Esa desagradable sensación de ser la nueva, toda la vida
¿Conocen el concepto de terapia de choque? Se supone que si una persona se enfrenta a sus fobias o temores de forma deliberada y controlada, va a poder superarlas. De preadolescente yo era muy alta para mi edad, narigona y tremendamente tímida e insegura, y recibí una terapia de choque que duró toda mi adolescencia. Durante toda esa etapa fui “la nueva”.
Estuve hasta quinto básico en el mismo colegio, viviendo una infancia relativamente normal. No es que me molestaran, pero era de esas personas un poco invisibles. Tenía amigas, pero no era raro que pasara uno que otro recreo sentada en las escaleras, esperando que terminara para volver a entrar a clases. Era tan tímida, que un par de veces me hice pipí en la sala porque me daba vergüenza pedir permiso para ir al baño. Ese nivel.
En sexto básico llegamos a Punta Arenas. Todavía me cuesta pensar en eso, porque pese a que a una de mis mejores amigas la conocí en el colegio allá, fue uno de los años más tristes de mi adolescencia. Iba en sexto básico y era “la nueva”, pero igual quise celebrar mi cumpleaños e invitar a las 40 otras niñas que estudiaban conmigo. Me acuerdo que hice las invitaciones con cartulinas moradas y verdes, y se las entregué una a una. Llegaron dos personas, y mi mamá tuvo que invitar amigos de mis hermanos para que alguien me cantara.
Me acuerdo que ese día en la noche mis papás tenían una comida y cuando mi mamá se fue a despedir hice todo lo que pude para que no viera que lo único que quería era que me dejara sola para llorar. Y así me pasaron hartas situaciones, cosas que finalmente te enseñan y forjan tu carácter. Después nos fuimos a una isla donde vivíamos asilados -lo que era ideal para mí-, pero tras ese paso austral nos fuimos a Estados Unidos. Allá aprendí muchas cosas siendo la nueva.
Aprendí, por ejemplo, que no le tienes que caer bien a todo el mundo, y que hay gente que es pesada porque sí. Aprendí que si quiero conocer gente tengo que abrirme a eso, y que aunque me cueste creerlo, a veces la gente sí me quería conocer. Aprendí que nadie está obligado a ir a mi cumpleaños, y que si no salgo de mi cascarón y no hablo con nadie, es muy probable que a nadie le interese ir.
Si no dejamos que los demás nos vean, no nos van a buscar. Pero claro, pensarlo es más fácil que hacerlo. También tuve que aprender que podía participar de conversaciones y que a veces podía equivocarme en mis opiniones, pero que eso no significaba el fin del mundo. Descubrí que la gente no está juzgando cada centímetro de tu cuerpo, ni de tu ropa, ni cada cosa que dices. Aprendí, principalmente, a relajarme. Hace años vivo y trabajo en el mismo lugar, pero creo que ser la nueva es algo que va a vivir conmigo para siempre.

────────────────

**Enunciado**.
Reproduce literalmente el pasaje del texto sobre ser la nueva que comienza en «En sexto básico llegamos» y termina en «alguien me cantara.». El material que viene a continuación no interviene en esta tarea.

**Material proporcionado**.
────────────────

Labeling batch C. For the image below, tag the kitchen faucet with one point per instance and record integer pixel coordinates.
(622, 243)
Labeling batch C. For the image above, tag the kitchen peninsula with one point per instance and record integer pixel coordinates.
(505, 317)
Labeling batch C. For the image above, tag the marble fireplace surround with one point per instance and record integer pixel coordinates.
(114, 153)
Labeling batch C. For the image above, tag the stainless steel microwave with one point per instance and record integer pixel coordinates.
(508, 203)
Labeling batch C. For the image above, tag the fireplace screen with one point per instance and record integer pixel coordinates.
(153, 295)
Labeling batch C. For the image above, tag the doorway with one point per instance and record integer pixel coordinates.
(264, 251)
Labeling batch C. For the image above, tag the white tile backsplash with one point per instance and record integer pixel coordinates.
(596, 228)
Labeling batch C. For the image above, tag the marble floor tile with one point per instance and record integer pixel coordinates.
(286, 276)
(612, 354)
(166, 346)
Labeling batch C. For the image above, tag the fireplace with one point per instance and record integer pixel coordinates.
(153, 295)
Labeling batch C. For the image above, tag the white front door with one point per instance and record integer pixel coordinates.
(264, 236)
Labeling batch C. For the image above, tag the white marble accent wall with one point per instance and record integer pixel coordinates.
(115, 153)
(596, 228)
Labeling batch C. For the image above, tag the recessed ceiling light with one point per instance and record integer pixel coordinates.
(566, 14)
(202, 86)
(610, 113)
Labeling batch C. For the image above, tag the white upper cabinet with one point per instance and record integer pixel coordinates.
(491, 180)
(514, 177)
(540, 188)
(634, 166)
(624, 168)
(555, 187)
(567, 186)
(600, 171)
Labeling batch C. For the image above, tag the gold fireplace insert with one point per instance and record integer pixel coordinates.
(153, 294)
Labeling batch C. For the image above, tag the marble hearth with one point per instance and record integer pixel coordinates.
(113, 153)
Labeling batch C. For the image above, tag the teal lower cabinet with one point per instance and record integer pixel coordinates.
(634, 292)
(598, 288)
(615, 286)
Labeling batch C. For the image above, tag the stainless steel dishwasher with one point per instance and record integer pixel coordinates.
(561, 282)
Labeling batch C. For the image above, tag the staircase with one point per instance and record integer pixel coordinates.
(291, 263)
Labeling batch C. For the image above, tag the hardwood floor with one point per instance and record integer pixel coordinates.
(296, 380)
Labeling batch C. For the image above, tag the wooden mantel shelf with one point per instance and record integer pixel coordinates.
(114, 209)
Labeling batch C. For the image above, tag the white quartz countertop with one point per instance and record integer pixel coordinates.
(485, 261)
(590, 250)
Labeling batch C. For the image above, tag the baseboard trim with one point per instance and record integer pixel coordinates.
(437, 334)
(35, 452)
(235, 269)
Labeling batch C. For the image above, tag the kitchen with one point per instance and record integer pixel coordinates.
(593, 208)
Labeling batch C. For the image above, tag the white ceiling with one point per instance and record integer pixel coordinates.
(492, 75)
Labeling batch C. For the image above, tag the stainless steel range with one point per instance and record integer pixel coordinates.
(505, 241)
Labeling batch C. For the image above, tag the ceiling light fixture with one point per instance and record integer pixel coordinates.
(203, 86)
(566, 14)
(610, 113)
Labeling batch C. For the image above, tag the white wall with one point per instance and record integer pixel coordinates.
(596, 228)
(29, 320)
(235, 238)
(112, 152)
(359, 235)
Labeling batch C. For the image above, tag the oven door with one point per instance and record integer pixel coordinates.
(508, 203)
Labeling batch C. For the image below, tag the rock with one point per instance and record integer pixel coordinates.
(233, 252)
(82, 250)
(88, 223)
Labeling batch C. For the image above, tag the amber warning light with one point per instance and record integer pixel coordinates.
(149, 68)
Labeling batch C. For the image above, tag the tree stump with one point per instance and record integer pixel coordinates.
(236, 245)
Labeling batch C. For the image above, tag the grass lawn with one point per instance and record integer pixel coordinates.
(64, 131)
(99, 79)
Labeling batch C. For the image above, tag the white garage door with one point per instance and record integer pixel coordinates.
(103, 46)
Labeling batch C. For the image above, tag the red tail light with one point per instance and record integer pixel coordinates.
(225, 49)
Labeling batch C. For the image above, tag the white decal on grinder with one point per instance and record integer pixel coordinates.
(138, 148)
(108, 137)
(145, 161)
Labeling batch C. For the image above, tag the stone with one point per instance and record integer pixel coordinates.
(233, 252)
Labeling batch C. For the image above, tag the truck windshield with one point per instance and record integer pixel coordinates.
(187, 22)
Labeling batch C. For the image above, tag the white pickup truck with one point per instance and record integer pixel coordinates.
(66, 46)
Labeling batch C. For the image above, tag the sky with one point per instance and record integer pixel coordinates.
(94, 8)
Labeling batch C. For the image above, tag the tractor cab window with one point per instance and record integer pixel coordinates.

────────────────

**Respuesta**.
En sexto básico llegamos a Punta Arenas. Todavía me cuesta pensar en eso, porque pese a que a una de mis mejores amigas la conocí en el colegio allá, fue uno de los años más tristes de mi adolescencia. Iba en sexto básico y era “la nueva”, pero igual quise celebrar mi cumpleaños e invitar a las 40 otras niñas que estudiaban conmigo. Me acuerdo que hice las invitaciones con cartulinas moradas y verdes, y se las entregué una a una. Llegaron dos personas, y mi mamá tuvo que invitar amigos de mis hermanos para que alguien me cantara.